The answer must be every line of the records below that holds the word "QUERY".
Supplied material START
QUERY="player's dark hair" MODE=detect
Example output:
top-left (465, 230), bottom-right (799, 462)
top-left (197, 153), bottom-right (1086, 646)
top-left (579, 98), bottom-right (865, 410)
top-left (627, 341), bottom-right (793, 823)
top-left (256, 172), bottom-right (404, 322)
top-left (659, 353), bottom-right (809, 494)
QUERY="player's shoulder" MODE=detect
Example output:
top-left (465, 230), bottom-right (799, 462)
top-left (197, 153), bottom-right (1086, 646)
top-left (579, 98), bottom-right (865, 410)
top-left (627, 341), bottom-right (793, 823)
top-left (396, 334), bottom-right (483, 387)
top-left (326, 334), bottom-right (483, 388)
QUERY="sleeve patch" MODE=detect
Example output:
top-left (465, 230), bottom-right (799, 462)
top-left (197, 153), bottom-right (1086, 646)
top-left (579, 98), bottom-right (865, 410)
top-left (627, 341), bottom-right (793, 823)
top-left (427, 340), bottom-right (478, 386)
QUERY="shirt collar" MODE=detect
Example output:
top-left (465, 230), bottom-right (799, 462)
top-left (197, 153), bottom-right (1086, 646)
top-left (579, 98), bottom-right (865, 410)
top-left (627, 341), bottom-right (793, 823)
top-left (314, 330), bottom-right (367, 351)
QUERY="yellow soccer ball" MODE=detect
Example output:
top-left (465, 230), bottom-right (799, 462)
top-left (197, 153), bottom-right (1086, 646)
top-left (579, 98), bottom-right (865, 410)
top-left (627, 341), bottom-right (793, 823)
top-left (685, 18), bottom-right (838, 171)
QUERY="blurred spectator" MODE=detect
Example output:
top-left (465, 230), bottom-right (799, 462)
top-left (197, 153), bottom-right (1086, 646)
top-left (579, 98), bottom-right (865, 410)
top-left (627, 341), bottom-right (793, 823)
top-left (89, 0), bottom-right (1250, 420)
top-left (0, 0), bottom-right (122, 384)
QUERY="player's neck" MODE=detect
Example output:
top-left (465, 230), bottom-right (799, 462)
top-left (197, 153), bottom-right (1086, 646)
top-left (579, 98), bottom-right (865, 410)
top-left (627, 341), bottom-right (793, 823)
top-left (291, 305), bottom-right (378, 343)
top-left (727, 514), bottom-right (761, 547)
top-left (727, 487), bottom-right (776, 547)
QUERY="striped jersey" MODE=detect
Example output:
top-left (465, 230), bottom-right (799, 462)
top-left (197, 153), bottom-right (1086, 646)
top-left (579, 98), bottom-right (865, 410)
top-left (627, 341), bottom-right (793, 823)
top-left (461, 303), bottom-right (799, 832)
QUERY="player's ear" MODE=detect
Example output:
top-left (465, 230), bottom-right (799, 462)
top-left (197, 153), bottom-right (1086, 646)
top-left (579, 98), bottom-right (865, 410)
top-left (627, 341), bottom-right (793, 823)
Supplied material END
Your response —
QUERY="player's dark hair" MODE=detect
QUERY="player's shoulder" MODE=detect
QUERY="sleeve patch" MODE=detect
QUERY="shirt collar" MODE=detect
QUERY="yellow soccer ball" MODE=detect
QUERY="blurred spectator" MODE=detect
QUERY="player's neck" MODE=detect
QUERY="striped jersey" MODE=detect
QUERY="player's ear" MODE=detect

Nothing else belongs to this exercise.